§ Challenge: Output all the material that follows, exactly as given.

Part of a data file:
━━━━━━

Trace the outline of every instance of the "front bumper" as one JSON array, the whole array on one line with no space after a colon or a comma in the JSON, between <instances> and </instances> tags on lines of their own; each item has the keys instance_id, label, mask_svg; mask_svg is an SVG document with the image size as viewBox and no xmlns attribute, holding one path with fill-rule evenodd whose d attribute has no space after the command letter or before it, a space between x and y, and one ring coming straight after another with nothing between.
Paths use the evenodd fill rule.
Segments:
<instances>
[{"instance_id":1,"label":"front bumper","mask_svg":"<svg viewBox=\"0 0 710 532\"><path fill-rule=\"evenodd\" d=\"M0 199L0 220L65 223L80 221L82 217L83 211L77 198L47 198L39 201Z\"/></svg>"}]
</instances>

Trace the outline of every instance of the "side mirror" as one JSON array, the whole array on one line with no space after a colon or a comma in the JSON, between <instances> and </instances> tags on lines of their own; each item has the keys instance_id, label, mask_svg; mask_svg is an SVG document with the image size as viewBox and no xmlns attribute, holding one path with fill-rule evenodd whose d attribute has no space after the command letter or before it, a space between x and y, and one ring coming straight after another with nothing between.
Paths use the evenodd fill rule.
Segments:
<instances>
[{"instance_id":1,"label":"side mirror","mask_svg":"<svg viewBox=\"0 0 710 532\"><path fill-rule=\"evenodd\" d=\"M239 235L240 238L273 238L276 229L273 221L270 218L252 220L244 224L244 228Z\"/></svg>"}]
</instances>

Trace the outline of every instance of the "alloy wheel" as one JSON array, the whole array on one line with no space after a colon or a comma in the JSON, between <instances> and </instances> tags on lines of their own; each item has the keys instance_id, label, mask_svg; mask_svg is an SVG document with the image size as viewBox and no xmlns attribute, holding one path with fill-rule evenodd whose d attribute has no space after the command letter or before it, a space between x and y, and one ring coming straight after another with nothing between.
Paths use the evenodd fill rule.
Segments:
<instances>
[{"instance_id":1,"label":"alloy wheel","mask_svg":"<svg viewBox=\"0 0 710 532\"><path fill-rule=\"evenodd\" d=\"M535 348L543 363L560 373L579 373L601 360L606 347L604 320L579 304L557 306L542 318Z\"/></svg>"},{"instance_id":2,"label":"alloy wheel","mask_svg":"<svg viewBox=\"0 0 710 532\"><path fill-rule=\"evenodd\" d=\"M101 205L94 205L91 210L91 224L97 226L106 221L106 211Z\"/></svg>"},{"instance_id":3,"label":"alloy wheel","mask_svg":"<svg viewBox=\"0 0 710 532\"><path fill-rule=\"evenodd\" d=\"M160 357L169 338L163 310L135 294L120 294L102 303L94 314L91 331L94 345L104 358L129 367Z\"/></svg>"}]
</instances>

━━━━━━

§ Result:
Trace the outline of every instance of the "front bumper" as one JSON array, the whole array on one line with no space after a colon or a comma in the JSON, between <instances> and </instances> tags on lines of their own; each item has the keys instance_id, label, mask_svg; mask_svg is an SVG document with the image size as viewBox and no xmlns attribute, holding one path with fill-rule evenodd whose d attribute has no space after the command letter or before it, a space between x and y, and one ring coming straight after another with nothing between.
Paths use the evenodd fill rule.
Segments:
<instances>
[{"instance_id":1,"label":"front bumper","mask_svg":"<svg viewBox=\"0 0 710 532\"><path fill-rule=\"evenodd\" d=\"M0 199L0 220L65 223L80 221L82 217L83 211L77 198L47 198L39 201Z\"/></svg>"}]
</instances>

Trace the outline of every instance of the "side mirror" as one JSON array, the whole array on one line with no space after a colon or a comma in the JSON, between <instances> and </instances> tags on lines of their own; each item has the keys instance_id, label, mask_svg; mask_svg is an SVG document with the image size as viewBox and no xmlns attribute, holding one path with fill-rule evenodd whose d attribute has no space after the command letter or before it, a space between x and y, and one ring coming straight after another with nothing between.
Paths use the evenodd fill rule.
Segments:
<instances>
[{"instance_id":1,"label":"side mirror","mask_svg":"<svg viewBox=\"0 0 710 532\"><path fill-rule=\"evenodd\" d=\"M239 235L240 238L273 238L276 229L273 221L270 218L252 220L244 224L244 228Z\"/></svg>"}]
</instances>

Trace the outline of every instance of the "alloy wheel" as one JSON array, the whole array on one line with no space after a colon or a comma in the JSON, between <instances> and </instances> tags on lines of their own; each item has the keys instance_id, label, mask_svg; mask_svg is an SVG document with the image size as viewBox and no xmlns attribute, holding one path with fill-rule evenodd whose d attribute has no space after the command letter or before it, a space between x and y, and one ring coming straight after another with nothing between.
Paths use the evenodd fill rule.
Segments:
<instances>
[{"instance_id":1,"label":"alloy wheel","mask_svg":"<svg viewBox=\"0 0 710 532\"><path fill-rule=\"evenodd\" d=\"M535 348L543 363L560 373L579 373L601 360L606 347L604 320L579 304L557 306L542 318Z\"/></svg>"},{"instance_id":2,"label":"alloy wheel","mask_svg":"<svg viewBox=\"0 0 710 532\"><path fill-rule=\"evenodd\" d=\"M101 205L94 205L91 210L91 224L97 226L106 221L106 211Z\"/></svg>"},{"instance_id":3,"label":"alloy wheel","mask_svg":"<svg viewBox=\"0 0 710 532\"><path fill-rule=\"evenodd\" d=\"M160 357L169 338L163 310L135 294L120 294L102 303L94 314L91 331L94 345L104 358L129 367Z\"/></svg>"}]
</instances>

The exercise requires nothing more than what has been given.